*** Opening Records shown ***
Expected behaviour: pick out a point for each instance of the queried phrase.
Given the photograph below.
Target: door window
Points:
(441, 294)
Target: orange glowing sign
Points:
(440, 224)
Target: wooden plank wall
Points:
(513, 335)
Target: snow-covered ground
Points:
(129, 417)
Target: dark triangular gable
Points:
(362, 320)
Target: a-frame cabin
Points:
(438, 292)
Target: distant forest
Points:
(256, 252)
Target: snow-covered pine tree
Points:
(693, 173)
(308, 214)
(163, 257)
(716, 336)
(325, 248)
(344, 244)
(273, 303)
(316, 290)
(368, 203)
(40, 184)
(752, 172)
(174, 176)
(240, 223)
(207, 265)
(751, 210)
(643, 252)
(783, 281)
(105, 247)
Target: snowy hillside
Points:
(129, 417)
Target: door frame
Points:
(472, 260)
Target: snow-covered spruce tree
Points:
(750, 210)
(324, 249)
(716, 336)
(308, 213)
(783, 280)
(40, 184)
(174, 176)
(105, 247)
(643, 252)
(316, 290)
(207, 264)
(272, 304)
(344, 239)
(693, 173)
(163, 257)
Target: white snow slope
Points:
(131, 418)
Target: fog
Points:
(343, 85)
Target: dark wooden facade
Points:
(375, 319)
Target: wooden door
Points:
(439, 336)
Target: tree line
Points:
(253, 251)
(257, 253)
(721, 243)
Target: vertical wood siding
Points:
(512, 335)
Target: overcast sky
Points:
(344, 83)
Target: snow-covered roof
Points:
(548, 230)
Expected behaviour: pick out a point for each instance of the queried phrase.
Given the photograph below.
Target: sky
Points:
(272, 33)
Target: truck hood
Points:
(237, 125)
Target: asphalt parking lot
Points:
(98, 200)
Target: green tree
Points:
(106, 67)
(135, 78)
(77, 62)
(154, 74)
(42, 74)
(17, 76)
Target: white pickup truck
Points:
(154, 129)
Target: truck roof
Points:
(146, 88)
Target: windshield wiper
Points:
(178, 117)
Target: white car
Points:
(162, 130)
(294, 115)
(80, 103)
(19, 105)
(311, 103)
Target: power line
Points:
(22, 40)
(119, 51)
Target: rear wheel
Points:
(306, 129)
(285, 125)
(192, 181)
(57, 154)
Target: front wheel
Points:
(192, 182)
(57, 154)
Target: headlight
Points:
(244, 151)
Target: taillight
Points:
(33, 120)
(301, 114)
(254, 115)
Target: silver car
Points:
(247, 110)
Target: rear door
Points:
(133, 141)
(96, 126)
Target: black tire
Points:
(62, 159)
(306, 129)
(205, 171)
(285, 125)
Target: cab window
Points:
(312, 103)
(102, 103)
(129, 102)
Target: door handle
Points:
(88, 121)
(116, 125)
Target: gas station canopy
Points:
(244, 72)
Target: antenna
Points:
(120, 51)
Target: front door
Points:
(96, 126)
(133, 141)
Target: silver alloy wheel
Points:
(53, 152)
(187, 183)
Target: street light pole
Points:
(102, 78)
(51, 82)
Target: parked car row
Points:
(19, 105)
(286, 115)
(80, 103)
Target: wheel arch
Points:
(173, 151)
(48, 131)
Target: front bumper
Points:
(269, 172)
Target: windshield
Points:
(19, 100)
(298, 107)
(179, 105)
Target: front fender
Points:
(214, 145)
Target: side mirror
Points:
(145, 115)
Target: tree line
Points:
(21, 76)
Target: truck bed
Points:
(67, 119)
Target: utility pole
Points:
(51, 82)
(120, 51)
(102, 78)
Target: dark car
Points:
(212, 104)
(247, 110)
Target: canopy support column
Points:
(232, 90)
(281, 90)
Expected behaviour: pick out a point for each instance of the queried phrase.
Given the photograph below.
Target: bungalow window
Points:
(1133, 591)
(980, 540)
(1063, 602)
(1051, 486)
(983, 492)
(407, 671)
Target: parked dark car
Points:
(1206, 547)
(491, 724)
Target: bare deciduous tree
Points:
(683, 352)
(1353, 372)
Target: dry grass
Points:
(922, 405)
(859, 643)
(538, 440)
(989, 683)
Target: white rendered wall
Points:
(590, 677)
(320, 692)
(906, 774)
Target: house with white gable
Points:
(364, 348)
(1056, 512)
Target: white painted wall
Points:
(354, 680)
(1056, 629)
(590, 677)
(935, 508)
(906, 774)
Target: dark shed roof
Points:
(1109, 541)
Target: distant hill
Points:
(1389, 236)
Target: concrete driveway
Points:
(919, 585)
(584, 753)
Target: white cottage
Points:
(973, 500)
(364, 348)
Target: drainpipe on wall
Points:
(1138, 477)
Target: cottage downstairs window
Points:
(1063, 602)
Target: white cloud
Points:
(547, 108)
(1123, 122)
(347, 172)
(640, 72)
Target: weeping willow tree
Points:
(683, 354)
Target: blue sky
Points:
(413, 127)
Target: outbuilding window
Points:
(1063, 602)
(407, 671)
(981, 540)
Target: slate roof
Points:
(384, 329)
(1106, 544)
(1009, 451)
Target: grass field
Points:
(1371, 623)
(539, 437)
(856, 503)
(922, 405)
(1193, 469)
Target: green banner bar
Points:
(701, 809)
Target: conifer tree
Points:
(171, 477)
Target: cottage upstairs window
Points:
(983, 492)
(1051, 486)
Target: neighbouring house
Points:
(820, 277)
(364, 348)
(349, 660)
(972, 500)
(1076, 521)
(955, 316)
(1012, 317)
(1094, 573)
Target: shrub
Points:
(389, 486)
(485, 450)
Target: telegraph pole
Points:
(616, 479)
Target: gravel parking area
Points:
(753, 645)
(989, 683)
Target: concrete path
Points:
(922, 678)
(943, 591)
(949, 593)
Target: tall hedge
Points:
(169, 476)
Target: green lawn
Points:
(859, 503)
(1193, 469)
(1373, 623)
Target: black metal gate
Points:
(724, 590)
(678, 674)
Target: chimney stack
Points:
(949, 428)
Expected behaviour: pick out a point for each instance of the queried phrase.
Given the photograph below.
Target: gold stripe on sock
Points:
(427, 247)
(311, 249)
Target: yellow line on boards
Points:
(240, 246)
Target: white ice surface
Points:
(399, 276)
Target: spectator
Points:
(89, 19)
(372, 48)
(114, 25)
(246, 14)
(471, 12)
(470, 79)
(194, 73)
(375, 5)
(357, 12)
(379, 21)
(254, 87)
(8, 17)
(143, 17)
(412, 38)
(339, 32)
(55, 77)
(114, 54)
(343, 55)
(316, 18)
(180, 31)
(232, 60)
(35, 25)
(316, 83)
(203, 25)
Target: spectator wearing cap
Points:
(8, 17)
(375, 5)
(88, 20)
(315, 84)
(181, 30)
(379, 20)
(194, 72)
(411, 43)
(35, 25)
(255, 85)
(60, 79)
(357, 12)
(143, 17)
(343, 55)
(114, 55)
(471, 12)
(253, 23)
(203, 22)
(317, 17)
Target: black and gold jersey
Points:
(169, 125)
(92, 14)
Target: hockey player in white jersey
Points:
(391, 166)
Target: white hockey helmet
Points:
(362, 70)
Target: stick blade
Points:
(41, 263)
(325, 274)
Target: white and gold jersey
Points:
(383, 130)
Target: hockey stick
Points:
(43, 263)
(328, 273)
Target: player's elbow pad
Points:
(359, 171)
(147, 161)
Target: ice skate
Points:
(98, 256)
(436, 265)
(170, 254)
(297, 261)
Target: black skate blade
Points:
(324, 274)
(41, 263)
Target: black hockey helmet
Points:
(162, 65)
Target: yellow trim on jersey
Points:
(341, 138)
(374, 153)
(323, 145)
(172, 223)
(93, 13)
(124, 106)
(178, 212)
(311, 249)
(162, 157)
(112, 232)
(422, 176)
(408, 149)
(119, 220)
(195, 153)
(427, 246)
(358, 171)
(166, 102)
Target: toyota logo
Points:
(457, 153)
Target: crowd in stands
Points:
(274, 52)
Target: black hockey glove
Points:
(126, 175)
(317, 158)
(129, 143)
*** Closing Records shown ***
* What you are asked to do *
Set down every entry once more, exactly as it was written above.

* Solution for this exercise *
Expected behaviour: pick out a point for each instance of the queried phrase.
Given the photograph below.
Target: door window
Points:
(441, 294)
Target: orange glowing sign
Points:
(440, 224)
Target: wooden plank wall
Points:
(513, 335)
Target: snow-covered ground
Points:
(129, 417)
Target: dark triangular gable
Points:
(362, 320)
Target: a-frame cabin
Points:
(438, 292)
Target: distant forest
Points:
(256, 252)
Target: snow-covered pine tree
Points:
(693, 173)
(308, 214)
(163, 257)
(716, 336)
(325, 248)
(344, 244)
(273, 303)
(316, 290)
(368, 203)
(40, 184)
(752, 172)
(174, 176)
(240, 223)
(207, 265)
(751, 210)
(643, 252)
(783, 281)
(105, 247)
Target: snowy hillside
Points:
(129, 417)
Target: door frame
Points:
(472, 260)
Target: snow-covered spruce tree
Points:
(750, 210)
(324, 249)
(716, 336)
(308, 213)
(783, 280)
(40, 184)
(174, 176)
(105, 247)
(643, 252)
(316, 290)
(207, 264)
(272, 304)
(344, 239)
(693, 173)
(163, 257)
Target: white snow slope
Points:
(131, 418)
Target: fog
Points:
(343, 85)
Target: dark wooden facade
Points:
(375, 319)
Target: wooden door
Points:
(439, 336)
Target: tree line
Points:
(253, 251)
(257, 253)
(721, 243)
Target: vertical wood siding
Points:
(512, 335)
Target: overcast sky
Points:
(344, 83)
Target: snow-covered roof
Points:
(548, 230)
Expected behaviour: pick out a point for each instance of the queried phrase.
Given the photograph below.
Target: sky
Points:
(272, 33)
Target: truck hood
Points:
(237, 125)
Target: asphalt parking lot
Points:
(98, 200)
Target: green tree
Points:
(106, 67)
(135, 78)
(77, 62)
(154, 74)
(42, 74)
(17, 76)
Target: white pickup truck
Points:
(154, 129)
Target: truck roof
Points:
(146, 88)
Target: windshield wiper
Points:
(178, 117)
Target: white car
Points:
(162, 130)
(294, 115)
(80, 103)
(19, 105)
(311, 103)
Target: power line
Points:
(22, 40)
(119, 51)
Target: rear wheel
Points:
(306, 129)
(285, 125)
(192, 181)
(57, 154)
Target: front wheel
Points:
(192, 182)
(57, 154)
Target: headlight
Points:
(244, 151)
Target: taillight
Points:
(33, 120)
(301, 114)
(254, 115)
Target: silver car
Points:
(247, 110)
Target: rear door
Points:
(133, 141)
(96, 126)
Target: black tire
Points:
(62, 159)
(306, 129)
(205, 171)
(285, 125)
Target: cab window
Points:
(312, 103)
(102, 103)
(129, 102)
Target: door handle
Points:
(88, 121)
(116, 125)
Target: gas station canopy
Points:
(244, 72)
Target: antenna
Points:
(120, 51)
Target: front door
Points:
(96, 126)
(133, 141)
Target: silver alloy wheel
Points:
(53, 152)
(187, 183)
Target: street light pole
Points:
(102, 78)
(51, 82)
Target: parked car row
Points:
(19, 105)
(286, 115)
(80, 103)
Target: wheel arch
Points:
(173, 151)
(48, 131)
Target: front bumper
Points:
(269, 172)
Target: windshield
Points:
(19, 100)
(298, 107)
(179, 105)
Target: front fender
Points:
(214, 145)
Target: side mirror
Points:
(145, 115)
Target: tree line
Points:
(21, 76)
Target: truck bed
Points:
(67, 119)
Target: utility pole
Points:
(51, 82)
(120, 51)
(102, 78)
Target: dark car
Points:
(212, 104)
(247, 110)
Target: canopy support column
Points:
(232, 90)
(281, 90)
Expected behaviour: pick out a point for each instance of the queried phrase.
Given the photograph below.
Target: bungalow window
Points:
(1133, 591)
(980, 540)
(1063, 602)
(1051, 486)
(983, 492)
(407, 671)
Target: parked dark car
Points:
(1206, 547)
(491, 724)
Target: bare deciduous tree
Points:
(683, 352)
(1353, 372)
Target: dry grass
Points:
(922, 405)
(859, 643)
(538, 440)
(989, 683)
Target: white rendered wall
Points:
(590, 677)
(320, 692)
(906, 774)
Target: house with white gable
Points:
(364, 348)
(1056, 512)
Target: white painted wall
Points:
(354, 680)
(1056, 629)
(590, 677)
(935, 508)
(906, 774)
Target: dark shed roof
Points:
(1109, 541)
Target: distant hill
Points:
(1389, 236)
Target: concrete driveway
Points:
(919, 585)
(584, 753)
Target: white cottage
Points:
(973, 500)
(364, 348)
Target: drainpipe on wall
Points:
(1138, 477)
Target: cottage downstairs window
Points:
(1063, 602)
Target: white cloud
Points:
(547, 108)
(1123, 122)
(347, 172)
(640, 72)
Target: weeping willow tree
Points:
(683, 354)
Target: blue sky
Points:
(413, 127)
Target: outbuilding window
Points:
(1063, 602)
(407, 671)
(981, 540)
Target: slate roof
Points:
(384, 329)
(1106, 544)
(1009, 451)
Target: grass field
Points:
(1371, 623)
(539, 437)
(856, 503)
(922, 405)
(1193, 469)
Target: green banner bar
Points:
(701, 809)
Target: conifer tree
Points:
(171, 477)
Target: cottage upstairs window
Points:
(983, 492)
(1051, 486)
Target: neighbouring house
Points:
(820, 277)
(364, 348)
(349, 660)
(972, 500)
(1076, 521)
(955, 316)
(1012, 317)
(1094, 573)
Target: shrub
Points:
(389, 486)
(485, 450)
Target: telegraph pole
Points:
(616, 479)
Target: gravel parking area
Points:
(753, 645)
(989, 683)
Target: concrete path
Points:
(922, 678)
(943, 591)
(949, 593)
Target: tall hedge
Points:
(169, 476)
Target: green lawn
Points:
(859, 503)
(1193, 469)
(1373, 623)
Target: black metal gate
Points:
(724, 590)
(678, 674)
Target: chimney stack
Points:
(949, 428)
Expected behaviour: pick out a point for each instance of the queried phrase.
Given the photograph below.
Target: gold stripe on sock
Points:
(427, 247)
(311, 249)
Target: yellow line on boards
Points:
(240, 246)
Target: white ice surface
Points:
(399, 276)
Target: spectator
Points:
(89, 19)
(372, 48)
(114, 25)
(246, 14)
(471, 12)
(470, 79)
(194, 73)
(375, 5)
(357, 12)
(379, 21)
(254, 87)
(8, 17)
(143, 17)
(412, 38)
(339, 32)
(55, 77)
(114, 54)
(343, 55)
(316, 18)
(180, 31)
(232, 60)
(35, 25)
(316, 83)
(203, 25)
Target: spectator wearing cap
Points:
(8, 17)
(375, 5)
(88, 20)
(315, 84)
(181, 30)
(379, 20)
(194, 72)
(411, 43)
(35, 25)
(255, 85)
(60, 79)
(357, 12)
(143, 17)
(343, 55)
(114, 55)
(471, 12)
(253, 23)
(203, 22)
(317, 17)
Target: black and gold jersey
Points:
(169, 125)
(92, 14)
Target: hockey player in white jersey
Points:
(391, 166)
Target: white hockey helmet
Points:
(362, 70)
Target: stick blade
Points:
(41, 263)
(325, 274)
Target: white and gold jersey
Points:
(383, 130)
Target: hockey stick
Points:
(43, 263)
(328, 273)
Target: player's elbow pad
Points:
(359, 171)
(147, 161)
Target: ice skate
Points:
(98, 256)
(436, 265)
(170, 254)
(297, 261)
Target: black skate blade
Points:
(324, 274)
(41, 263)
Target: black hockey helmet
Points:
(162, 65)
Target: yellow trim on jersey
Points:
(341, 138)
(374, 153)
(323, 145)
(172, 223)
(93, 13)
(124, 106)
(178, 212)
(311, 249)
(162, 157)
(112, 232)
(422, 176)
(408, 149)
(119, 220)
(195, 153)
(427, 246)
(358, 171)
(166, 102)
Target: toyota logo
Points:
(457, 153)
Target: crowd in stands
Points:
(274, 52)
Target: black hockey glove
Points:
(126, 175)
(317, 158)
(129, 143)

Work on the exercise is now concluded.